Directions »
Among the lines below, output only those between the line holding "Target: woman's arm" and the line holding "Target: chunk of snow", inclusive, exactly as written and with no pictures.

(Extracted information)

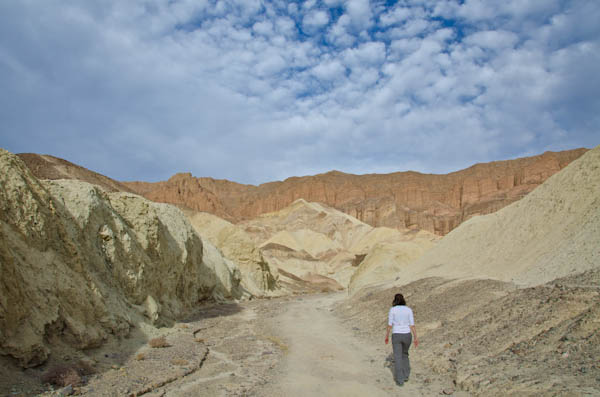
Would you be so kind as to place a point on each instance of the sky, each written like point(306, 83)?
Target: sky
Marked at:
point(256, 91)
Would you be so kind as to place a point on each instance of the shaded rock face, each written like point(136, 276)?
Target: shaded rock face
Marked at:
point(258, 277)
point(436, 203)
point(553, 232)
point(50, 167)
point(79, 265)
point(317, 244)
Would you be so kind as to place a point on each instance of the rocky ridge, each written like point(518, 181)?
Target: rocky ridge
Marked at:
point(80, 266)
point(436, 203)
point(552, 232)
point(321, 245)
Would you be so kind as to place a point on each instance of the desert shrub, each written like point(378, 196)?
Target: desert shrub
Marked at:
point(179, 361)
point(84, 368)
point(158, 342)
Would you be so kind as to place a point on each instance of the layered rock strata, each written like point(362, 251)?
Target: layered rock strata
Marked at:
point(436, 203)
point(79, 265)
point(553, 232)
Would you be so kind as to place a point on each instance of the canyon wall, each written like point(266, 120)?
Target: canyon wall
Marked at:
point(436, 203)
point(79, 265)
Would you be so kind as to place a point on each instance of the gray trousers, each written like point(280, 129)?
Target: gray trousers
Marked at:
point(401, 344)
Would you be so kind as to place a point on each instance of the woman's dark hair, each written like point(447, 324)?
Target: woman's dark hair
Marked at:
point(399, 300)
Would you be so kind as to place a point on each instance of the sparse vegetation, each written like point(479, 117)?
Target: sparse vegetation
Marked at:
point(179, 361)
point(64, 375)
point(159, 342)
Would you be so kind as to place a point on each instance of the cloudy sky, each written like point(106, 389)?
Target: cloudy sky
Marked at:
point(255, 91)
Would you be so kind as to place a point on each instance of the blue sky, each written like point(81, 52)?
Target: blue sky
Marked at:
point(255, 91)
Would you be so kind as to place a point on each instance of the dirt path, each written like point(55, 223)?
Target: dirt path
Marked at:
point(324, 357)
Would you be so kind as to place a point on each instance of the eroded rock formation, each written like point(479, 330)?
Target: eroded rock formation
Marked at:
point(436, 203)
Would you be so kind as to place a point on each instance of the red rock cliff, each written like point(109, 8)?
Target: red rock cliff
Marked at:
point(437, 203)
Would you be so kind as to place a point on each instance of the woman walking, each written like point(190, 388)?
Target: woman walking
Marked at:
point(402, 324)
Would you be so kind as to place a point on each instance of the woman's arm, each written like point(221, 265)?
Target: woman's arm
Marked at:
point(387, 334)
point(414, 332)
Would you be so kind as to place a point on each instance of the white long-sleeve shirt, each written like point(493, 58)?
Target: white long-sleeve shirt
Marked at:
point(400, 319)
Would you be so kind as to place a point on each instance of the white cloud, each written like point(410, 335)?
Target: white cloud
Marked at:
point(234, 89)
point(315, 20)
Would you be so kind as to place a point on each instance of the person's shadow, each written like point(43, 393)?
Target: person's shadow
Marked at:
point(389, 363)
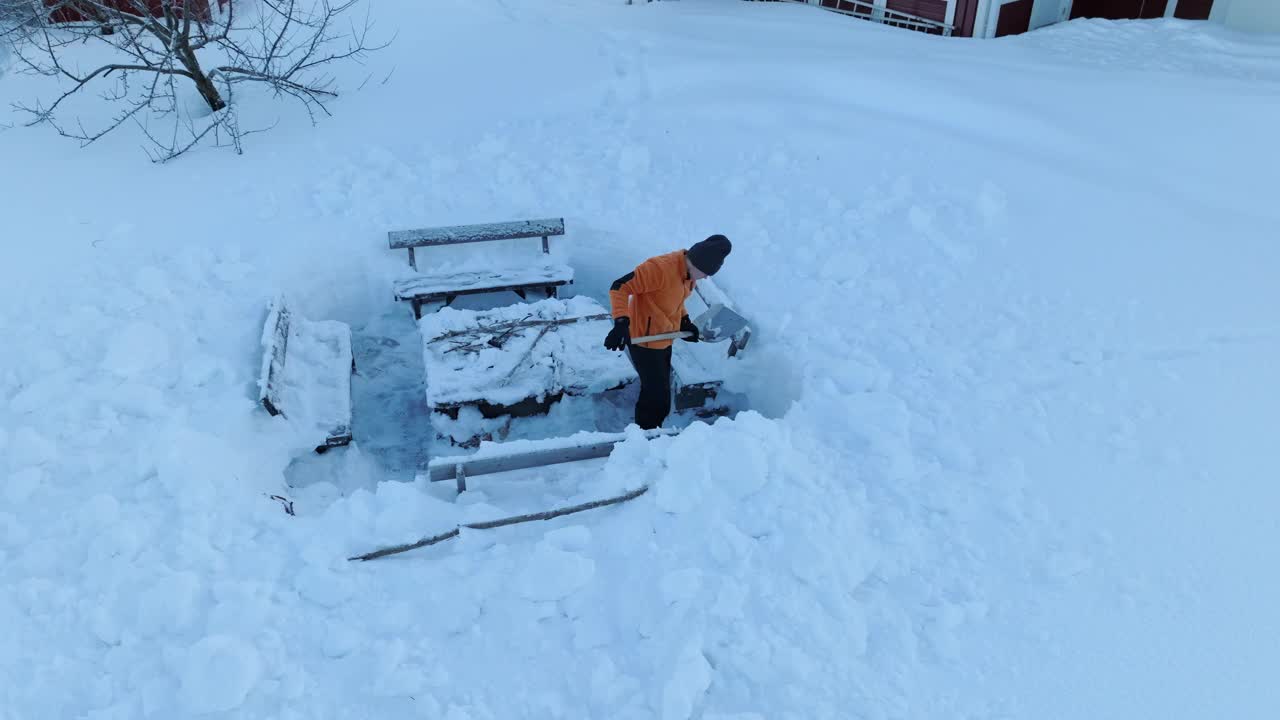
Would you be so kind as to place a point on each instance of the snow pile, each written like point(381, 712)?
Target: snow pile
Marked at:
point(531, 352)
point(1009, 383)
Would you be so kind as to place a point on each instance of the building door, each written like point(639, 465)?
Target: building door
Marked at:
point(1014, 17)
point(1193, 9)
point(1123, 9)
point(965, 18)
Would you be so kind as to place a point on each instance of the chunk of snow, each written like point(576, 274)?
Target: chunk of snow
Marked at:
point(219, 673)
point(553, 574)
point(686, 683)
point(136, 349)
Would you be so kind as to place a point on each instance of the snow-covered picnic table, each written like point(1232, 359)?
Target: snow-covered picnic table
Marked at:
point(521, 358)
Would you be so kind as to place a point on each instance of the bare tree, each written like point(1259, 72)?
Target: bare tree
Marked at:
point(160, 50)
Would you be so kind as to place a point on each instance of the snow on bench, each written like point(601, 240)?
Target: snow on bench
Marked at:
point(432, 287)
point(423, 288)
point(520, 455)
point(520, 359)
point(306, 374)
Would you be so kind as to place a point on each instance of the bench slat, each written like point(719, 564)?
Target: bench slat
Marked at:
point(456, 235)
point(306, 374)
point(481, 281)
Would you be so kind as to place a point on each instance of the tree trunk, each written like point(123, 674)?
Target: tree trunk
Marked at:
point(206, 87)
point(209, 91)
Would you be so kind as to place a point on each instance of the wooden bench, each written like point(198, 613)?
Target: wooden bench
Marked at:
point(424, 288)
point(306, 374)
point(521, 359)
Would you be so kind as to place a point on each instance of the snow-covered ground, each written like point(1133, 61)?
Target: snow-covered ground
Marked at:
point(1013, 384)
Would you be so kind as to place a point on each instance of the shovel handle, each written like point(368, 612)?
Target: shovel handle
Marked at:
point(662, 336)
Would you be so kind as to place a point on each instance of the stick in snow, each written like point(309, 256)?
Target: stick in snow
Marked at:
point(501, 522)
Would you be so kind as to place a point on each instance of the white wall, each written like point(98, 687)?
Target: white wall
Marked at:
point(1257, 16)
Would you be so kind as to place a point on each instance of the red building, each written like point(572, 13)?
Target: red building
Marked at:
point(73, 12)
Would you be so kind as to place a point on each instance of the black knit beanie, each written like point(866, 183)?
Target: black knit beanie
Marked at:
point(709, 254)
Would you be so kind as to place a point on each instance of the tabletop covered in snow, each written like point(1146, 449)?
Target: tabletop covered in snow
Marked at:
point(520, 351)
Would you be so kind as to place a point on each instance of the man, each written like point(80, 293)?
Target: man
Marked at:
point(650, 300)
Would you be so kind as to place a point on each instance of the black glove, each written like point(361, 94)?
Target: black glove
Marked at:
point(689, 327)
point(620, 336)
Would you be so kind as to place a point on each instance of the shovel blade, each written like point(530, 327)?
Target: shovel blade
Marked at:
point(718, 323)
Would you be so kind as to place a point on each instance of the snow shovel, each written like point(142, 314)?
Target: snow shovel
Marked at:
point(717, 324)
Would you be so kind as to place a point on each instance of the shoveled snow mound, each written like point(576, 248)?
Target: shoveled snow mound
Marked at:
point(1011, 376)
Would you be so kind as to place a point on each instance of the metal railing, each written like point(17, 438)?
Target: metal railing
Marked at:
point(868, 10)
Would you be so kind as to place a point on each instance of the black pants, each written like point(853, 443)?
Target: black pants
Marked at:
point(654, 370)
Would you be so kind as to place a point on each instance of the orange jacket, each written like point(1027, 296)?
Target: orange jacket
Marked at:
point(653, 296)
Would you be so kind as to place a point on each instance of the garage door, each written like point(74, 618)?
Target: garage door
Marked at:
point(1121, 9)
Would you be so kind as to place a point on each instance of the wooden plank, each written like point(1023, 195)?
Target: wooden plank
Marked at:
point(471, 282)
point(508, 326)
point(556, 454)
point(275, 338)
point(457, 235)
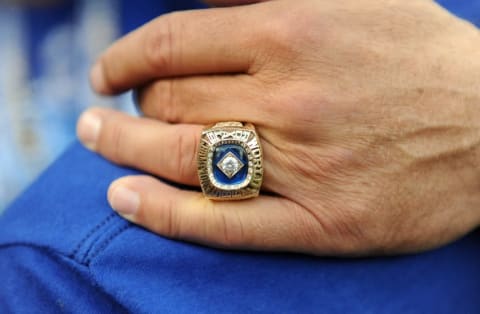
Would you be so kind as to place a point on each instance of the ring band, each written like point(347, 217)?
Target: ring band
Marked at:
point(230, 161)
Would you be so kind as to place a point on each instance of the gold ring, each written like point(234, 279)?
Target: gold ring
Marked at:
point(230, 161)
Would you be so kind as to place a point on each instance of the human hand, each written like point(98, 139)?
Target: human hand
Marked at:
point(367, 111)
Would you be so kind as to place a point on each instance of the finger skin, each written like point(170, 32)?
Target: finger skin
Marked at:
point(177, 44)
point(204, 99)
point(263, 223)
point(169, 151)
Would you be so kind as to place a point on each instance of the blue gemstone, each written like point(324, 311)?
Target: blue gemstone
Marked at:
point(240, 153)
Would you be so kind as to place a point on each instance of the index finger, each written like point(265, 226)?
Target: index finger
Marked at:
point(195, 42)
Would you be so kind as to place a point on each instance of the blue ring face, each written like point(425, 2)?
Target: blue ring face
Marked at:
point(230, 164)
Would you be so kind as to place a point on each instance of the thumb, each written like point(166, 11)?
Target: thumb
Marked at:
point(263, 223)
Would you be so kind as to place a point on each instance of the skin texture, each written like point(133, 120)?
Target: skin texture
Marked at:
point(368, 113)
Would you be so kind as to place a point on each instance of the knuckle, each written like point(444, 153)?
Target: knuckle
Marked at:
point(187, 146)
point(171, 227)
point(112, 142)
point(158, 44)
point(168, 110)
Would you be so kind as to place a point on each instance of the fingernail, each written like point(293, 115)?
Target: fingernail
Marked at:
point(124, 201)
point(97, 79)
point(89, 126)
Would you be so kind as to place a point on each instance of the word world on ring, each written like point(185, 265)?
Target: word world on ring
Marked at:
point(230, 161)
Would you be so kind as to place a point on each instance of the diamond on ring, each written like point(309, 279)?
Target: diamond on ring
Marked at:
point(230, 161)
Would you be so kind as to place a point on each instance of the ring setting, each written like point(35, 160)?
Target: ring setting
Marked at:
point(230, 161)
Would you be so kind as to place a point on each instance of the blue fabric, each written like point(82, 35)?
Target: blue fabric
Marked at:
point(63, 249)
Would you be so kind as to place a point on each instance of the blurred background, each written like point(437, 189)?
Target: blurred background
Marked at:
point(46, 49)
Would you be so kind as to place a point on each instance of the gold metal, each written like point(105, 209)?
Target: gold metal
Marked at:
point(230, 133)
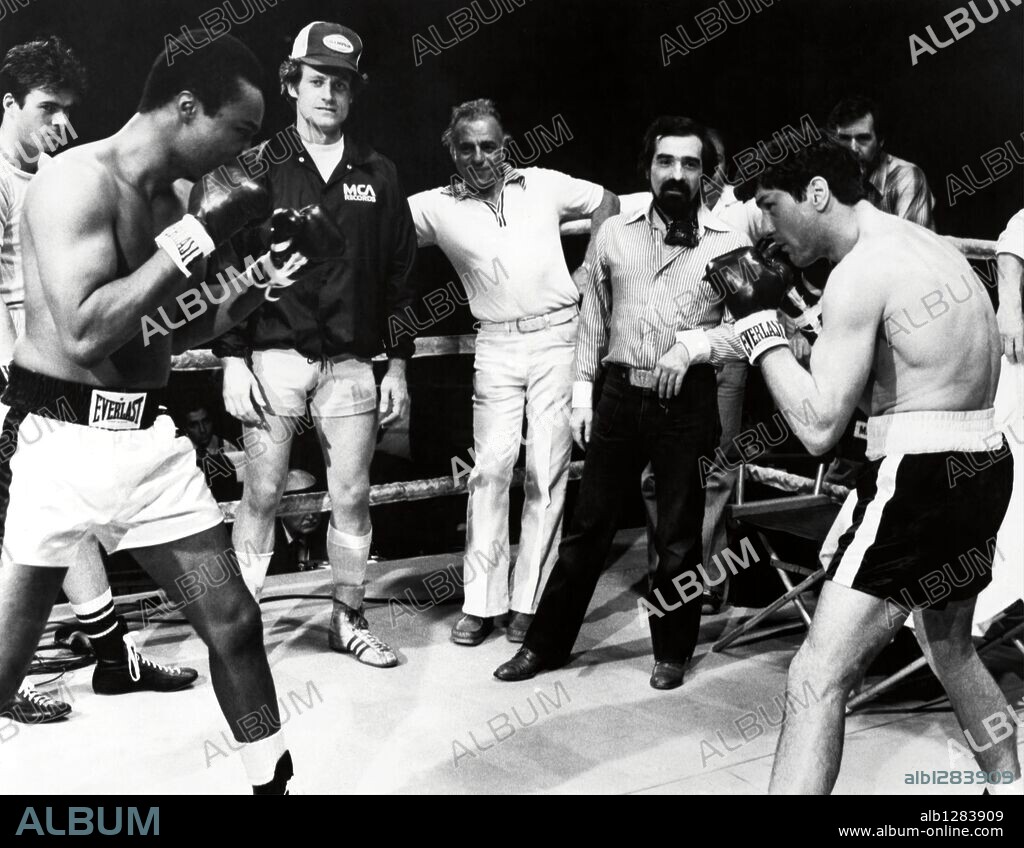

(End Extracted information)

Expected answer »
Target: woman's arm
Marked at:
point(387, 334)
point(414, 332)
Would you be so kind as to place a point on each instance of the white long-sleeve shirt, each written like point(493, 58)?
Target: white long-sleeve shirt
Marked at:
point(400, 319)
Would you be so kind as to place a point on each instance of the white cloud, each written like point(410, 335)?
Target: white cloud
Marked at:
point(234, 89)
point(315, 20)
Would you be so kind as to place a point on each instance of the person's shadow, each written like point(43, 393)?
Target: person's shadow
Marked at:
point(389, 363)
Would you be so kind as to place a point on each instance of the snow pile, each written like point(381, 712)?
Target: snow pile
Marked at:
point(531, 352)
point(1009, 383)
Would you be so kind as to place a point on each instance of the building door, each written like point(639, 465)?
Target: building door
Marked at:
point(1014, 17)
point(1193, 9)
point(1123, 9)
point(965, 18)
Would you be so kind as to place a point on each instance of the chunk of snow, each written like point(576, 274)?
Target: chunk of snow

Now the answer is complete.